Dataset entries

-*-*-

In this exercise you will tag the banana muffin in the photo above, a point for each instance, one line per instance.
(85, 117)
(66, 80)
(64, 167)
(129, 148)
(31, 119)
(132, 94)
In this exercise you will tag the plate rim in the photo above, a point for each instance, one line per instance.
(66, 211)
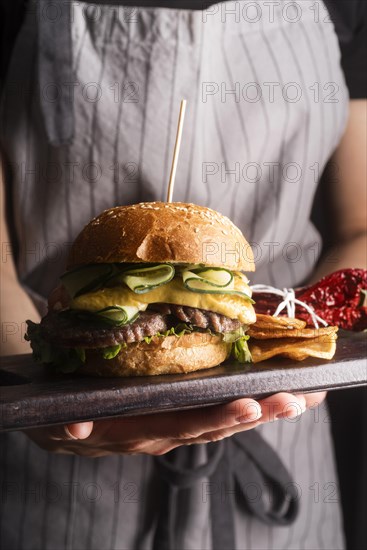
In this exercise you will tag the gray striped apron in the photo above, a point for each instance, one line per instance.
(267, 106)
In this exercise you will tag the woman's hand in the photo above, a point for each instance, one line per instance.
(156, 434)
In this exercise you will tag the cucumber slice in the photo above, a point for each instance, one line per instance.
(118, 315)
(87, 278)
(206, 279)
(144, 279)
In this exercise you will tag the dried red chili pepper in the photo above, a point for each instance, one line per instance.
(340, 299)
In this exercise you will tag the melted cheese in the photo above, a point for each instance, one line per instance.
(174, 292)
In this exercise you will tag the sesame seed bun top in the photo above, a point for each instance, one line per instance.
(158, 232)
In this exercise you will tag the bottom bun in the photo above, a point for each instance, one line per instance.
(163, 355)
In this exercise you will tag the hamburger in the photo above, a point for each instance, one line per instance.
(151, 288)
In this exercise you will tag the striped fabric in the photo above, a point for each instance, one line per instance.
(267, 106)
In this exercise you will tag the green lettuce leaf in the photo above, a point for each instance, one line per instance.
(178, 330)
(62, 359)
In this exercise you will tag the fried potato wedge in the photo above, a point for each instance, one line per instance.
(270, 322)
(266, 334)
(297, 349)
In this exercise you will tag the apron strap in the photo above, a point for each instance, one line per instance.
(55, 70)
(232, 465)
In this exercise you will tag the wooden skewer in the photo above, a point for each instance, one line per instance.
(176, 150)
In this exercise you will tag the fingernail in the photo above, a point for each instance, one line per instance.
(293, 410)
(251, 412)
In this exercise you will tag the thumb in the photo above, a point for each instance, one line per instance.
(70, 432)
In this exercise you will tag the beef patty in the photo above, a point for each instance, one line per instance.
(63, 330)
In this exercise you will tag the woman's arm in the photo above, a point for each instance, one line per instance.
(151, 434)
(16, 306)
(348, 197)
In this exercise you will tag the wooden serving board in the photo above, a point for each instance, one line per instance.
(33, 396)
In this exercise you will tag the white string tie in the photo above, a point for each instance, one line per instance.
(289, 301)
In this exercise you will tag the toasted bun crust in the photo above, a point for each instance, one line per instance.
(162, 232)
(169, 355)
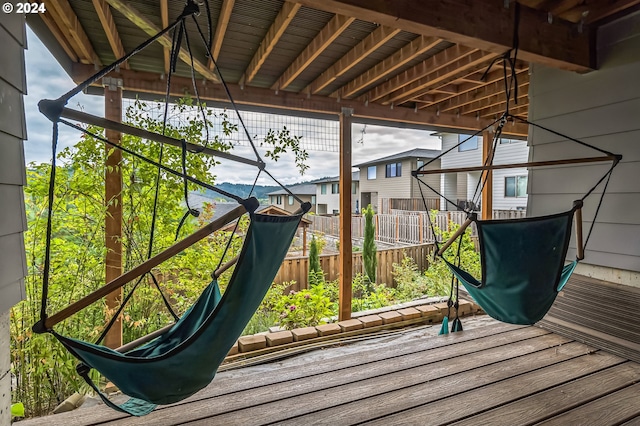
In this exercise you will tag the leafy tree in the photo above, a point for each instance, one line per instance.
(369, 248)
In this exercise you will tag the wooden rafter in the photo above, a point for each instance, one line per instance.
(70, 26)
(481, 93)
(366, 47)
(146, 82)
(221, 29)
(405, 55)
(50, 22)
(110, 29)
(448, 74)
(431, 64)
(150, 28)
(275, 32)
(325, 37)
(166, 51)
(487, 26)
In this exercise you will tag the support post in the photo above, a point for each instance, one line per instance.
(113, 218)
(346, 255)
(487, 189)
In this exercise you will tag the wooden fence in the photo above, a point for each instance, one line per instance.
(297, 268)
(402, 226)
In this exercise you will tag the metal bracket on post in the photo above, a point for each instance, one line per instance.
(112, 83)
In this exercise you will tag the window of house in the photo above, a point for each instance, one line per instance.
(515, 186)
(469, 143)
(393, 170)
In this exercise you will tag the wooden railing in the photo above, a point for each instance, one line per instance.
(297, 268)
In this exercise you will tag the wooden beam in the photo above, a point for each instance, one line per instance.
(366, 47)
(346, 249)
(275, 32)
(151, 83)
(325, 37)
(518, 165)
(50, 22)
(70, 26)
(144, 267)
(113, 217)
(151, 29)
(403, 56)
(487, 177)
(164, 17)
(483, 92)
(442, 75)
(221, 29)
(110, 29)
(429, 65)
(486, 25)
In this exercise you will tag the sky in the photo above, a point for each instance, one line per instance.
(47, 80)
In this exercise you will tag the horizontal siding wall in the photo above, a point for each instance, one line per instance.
(603, 109)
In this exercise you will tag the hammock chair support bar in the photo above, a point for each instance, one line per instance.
(144, 339)
(145, 267)
(613, 158)
(83, 117)
(457, 234)
(221, 270)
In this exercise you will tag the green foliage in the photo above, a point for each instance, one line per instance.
(438, 274)
(304, 308)
(44, 371)
(369, 245)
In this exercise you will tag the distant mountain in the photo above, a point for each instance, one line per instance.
(242, 190)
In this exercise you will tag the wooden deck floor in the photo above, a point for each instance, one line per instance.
(492, 375)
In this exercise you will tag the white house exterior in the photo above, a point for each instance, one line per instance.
(328, 194)
(509, 185)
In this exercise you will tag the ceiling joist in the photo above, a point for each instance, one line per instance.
(325, 37)
(366, 47)
(275, 32)
(151, 29)
(221, 30)
(488, 26)
(108, 24)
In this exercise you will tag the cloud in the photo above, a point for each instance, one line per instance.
(47, 79)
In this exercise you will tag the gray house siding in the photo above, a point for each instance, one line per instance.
(12, 179)
(603, 109)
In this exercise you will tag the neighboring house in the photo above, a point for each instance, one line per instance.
(304, 191)
(328, 194)
(509, 185)
(390, 177)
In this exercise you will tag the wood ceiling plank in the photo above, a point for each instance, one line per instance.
(403, 56)
(150, 28)
(429, 65)
(366, 47)
(69, 24)
(221, 29)
(325, 37)
(487, 26)
(108, 24)
(275, 32)
(146, 82)
(166, 51)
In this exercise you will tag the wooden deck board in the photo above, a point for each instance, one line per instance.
(499, 374)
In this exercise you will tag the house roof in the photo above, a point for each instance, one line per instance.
(413, 153)
(301, 189)
(355, 176)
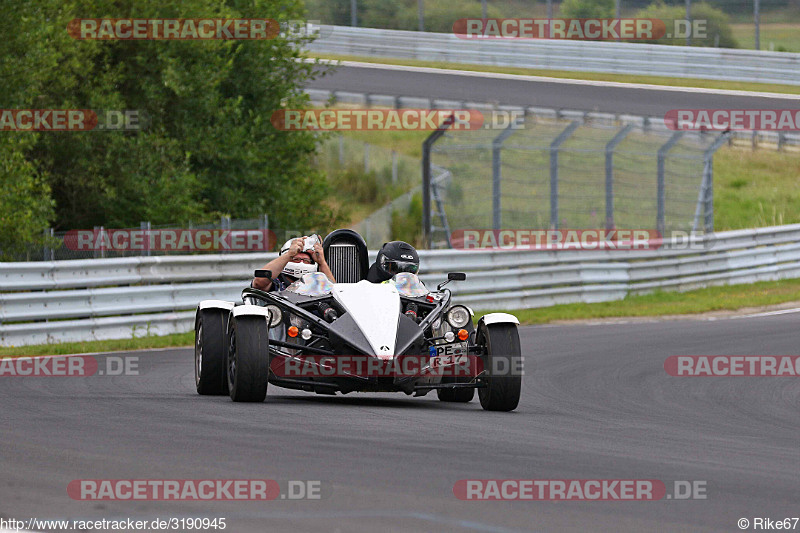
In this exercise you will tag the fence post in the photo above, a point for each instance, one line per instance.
(145, 227)
(554, 146)
(705, 200)
(225, 224)
(263, 223)
(427, 145)
(660, 191)
(610, 147)
(497, 147)
(48, 253)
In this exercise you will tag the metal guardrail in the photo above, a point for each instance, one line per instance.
(64, 301)
(777, 140)
(581, 56)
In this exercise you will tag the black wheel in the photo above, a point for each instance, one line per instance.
(248, 358)
(454, 395)
(210, 346)
(502, 366)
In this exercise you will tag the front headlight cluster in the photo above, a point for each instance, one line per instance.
(458, 316)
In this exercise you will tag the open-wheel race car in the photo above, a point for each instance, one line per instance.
(356, 336)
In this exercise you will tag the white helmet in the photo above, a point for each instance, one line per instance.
(296, 270)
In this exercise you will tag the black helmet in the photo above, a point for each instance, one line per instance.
(395, 257)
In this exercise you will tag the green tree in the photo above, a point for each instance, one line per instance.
(207, 147)
(588, 9)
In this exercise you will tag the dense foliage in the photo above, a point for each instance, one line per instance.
(206, 147)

-*-*-

Exercise
Only the records, copied exactly and without pictures, should make up the answer.

Answer to this exercise
In this exercise you will tag the banana muffin in the photo above, a point for each instance, one line per instance.
(85, 117)
(66, 80)
(64, 167)
(129, 148)
(31, 119)
(132, 94)
In this exercise you will tag the plate rim in the photo above, a point for each instance, one line per instance.
(66, 211)
In this exercise you will tag the gray striped apron in the photo above, a point for each instance, one line per instance.
(267, 106)
In this exercise you will tag the woman's hand in the photo above, a point for each instance, one line per instance.
(156, 434)
In this exercise you will tag the cucumber slice in the photo above, a point for each instance, one line per instance.
(118, 315)
(87, 278)
(206, 279)
(144, 279)
In this exercise you will tag the dried red chili pepper in the photo above, a point for each instance, one line per instance.
(340, 299)
In this exercise you will tag the melted cheese in the photo above, a point for each instance, one line per instance.
(174, 292)
In this exercise you will tag the sesame seed bun top in the photo above, a point for each instance, one line per instance.
(158, 232)
In this exercise you will tag the bottom bun in the photo above, a point for each instance, one line per instance.
(163, 355)
In this exercise you will tag the hamburger in the photo above, a point for each instance, one line per instance.
(151, 288)
In this exercise you will tag the striped fabric in the photo above, a point for each instance, one line per instance.
(267, 106)
In this exercise you will tag the green lettuce leaf in the photo above, a point for each instance, one line per instance.
(178, 330)
(62, 359)
In this exercise you will tag the fried potato wedge in the photo above, a point for each instance, one line per instance.
(270, 322)
(266, 334)
(297, 349)
In this exercise you will tag the apron strap in the photo above, a point for each instance, one line per instance.
(55, 70)
(232, 465)
In this exercise you will tag the wooden skewer in the photo above, a point for each instance, one line per instance.
(176, 150)
In this exercise you will tag the fingernail in the photo above, a point for each instance, one line per instance.
(293, 410)
(251, 412)
In this exercise you will tag the thumb in the photo above, a point for each instance, one line per instance.
(70, 432)
In this exercise you will tag the beef patty in the photo above, a point for each instance, one line per instance.
(63, 330)
In this exercise you will tag the woman's arm in the photo above, a point for each instance, one line per instance.
(151, 434)
(16, 306)
(348, 197)
In this exercise you will tag the wooden serving board in the photo above, a point for each instance, one line per instance.
(33, 396)
In this exercise you will tag the white string tie in the photo above, a point for each instance, one line per instance.
(289, 301)
In this exercise you will tag the toasted bun crust in the photo above, a point for each instance, one line per instance.
(162, 232)
(169, 355)
In this exercise you will tag the leafy tree in the photo above, a point for each instance, one line per instance.
(369, 248)
In this exercise you will tag the wooden rafter in the photo above, a point for each instance, one line per instance.
(70, 26)
(481, 93)
(366, 47)
(146, 82)
(221, 29)
(405, 55)
(50, 22)
(110, 29)
(448, 74)
(431, 64)
(150, 28)
(275, 32)
(325, 37)
(166, 51)
(487, 26)
In this exercise you will tag the support post in the photo above, a point for each instance, one line per instance.
(113, 218)
(346, 255)
(487, 189)
In this exercise you will tag the wooden fence in the photo above, a point for each instance, one line per instance.
(297, 268)
(402, 226)
In this exercise you will tag the metal bracket on post in the photo above, a point for each instance, one line per instance.
(112, 83)
In this exercise you will tag the window of house in the photo above, a point for each instance, one line per instance.
(515, 186)
(469, 143)
(393, 170)
In this exercise you will tag the wooden railing in the photo above, a point for each instance, one line per instance.
(297, 268)
In this exercise you will tag the wooden beam in the photo above, a point for each instance, one line per instance.
(366, 47)
(346, 249)
(275, 32)
(151, 83)
(325, 37)
(518, 165)
(50, 22)
(70, 26)
(144, 267)
(113, 217)
(151, 29)
(403, 56)
(487, 177)
(164, 17)
(483, 92)
(442, 75)
(221, 29)
(110, 29)
(429, 65)
(486, 25)
In this exercise you will tag the sky in the photo above, a point for each instance, one line per instance.
(47, 80)
In this exercise you will tag the horizontal siding wall in the photo above, a point for each instance, one line per instance.
(603, 109)
In this exercise you will tag the hammock chair support bar in the photo above, a point for each instance, one line per instance.
(144, 339)
(145, 267)
(613, 158)
(83, 117)
(457, 234)
(221, 270)
In this exercise you will tag the green foliage in the photo above, a point for each instance, one line per instance.
(438, 274)
(304, 308)
(44, 371)
(369, 245)
In this exercise you will tag the distant mountain in the photo above, a point for each instance, one line per instance.
(242, 190)
In this exercise you will tag the wooden deck floor in the photo above, a point for each instance, one line per instance.
(492, 375)
In this exercise you will tag the white house exterior in the photo above, a point for each instance, one line per instance.
(328, 194)
(509, 185)
In this exercise you will tag the ceiling joist in the photo above, a point for each instance, one line per instance.
(325, 37)
(366, 47)
(275, 32)
(151, 29)
(221, 30)
(488, 26)
(108, 24)
In this exercise you will tag the cloud in the photo above, a point for each instance, one line per instance.
(47, 79)
In this exercise you will tag the gray house siding in the photo above, a point for each instance, one line per instance.
(12, 179)
(603, 109)
In this exercise you will tag the neighboring house in the photo above, a point for each instance, one line per instance.
(304, 191)
(328, 194)
(509, 185)
(390, 177)
In this exercise you will tag the wood ceiling plank in the photo above, a point for each instance, one line per instance.
(403, 56)
(150, 28)
(429, 65)
(366, 47)
(69, 24)
(221, 29)
(325, 37)
(487, 26)
(108, 24)
(275, 32)
(146, 82)
(166, 51)
In this exercise you will tag the wooden deck board in the photo above, a point for each instance, one line per instance.
(499, 374)
In this exercise you will tag the house roof in the photo above, a point for each instance, one line per instance.
(413, 153)
(301, 189)
(355, 176)
In this exercise you will tag the fence post in the photo above, a point for each instance, one line per instance.
(145, 227)
(554, 146)
(705, 200)
(225, 224)
(263, 223)
(427, 145)
(660, 191)
(610, 147)
(497, 147)
(48, 253)
In this exercise you will tag the metal guardrail in the photo above, a point for each instance, one line per instance.
(64, 301)
(777, 140)
(581, 56)
In this exercise you will tag the black wheel in the photo above, a point for each instance, one line per instance.
(248, 358)
(454, 395)
(210, 346)
(502, 366)
In this exercise you will tag the front headlight cluster in the photo above, a point for each instance, one line per instance.
(458, 316)
In this exercise you will tag the open-wheel race car in the photo above, a point for each instance, one line per instance.
(356, 336)
In this exercise you will tag the white helmet in the photo above, a point for each instance, one line per instance.
(296, 270)
In this exercise you will tag the black helmet in the photo above, a point for each instance, one line per instance.
(395, 257)
In this exercise you will tag the green tree in the photo above, a point for each instance, one line per instance.
(207, 147)
(588, 9)
In this exercise you will tag the dense foliage in the photo above, a point for each instance, one line per instance.
(206, 147)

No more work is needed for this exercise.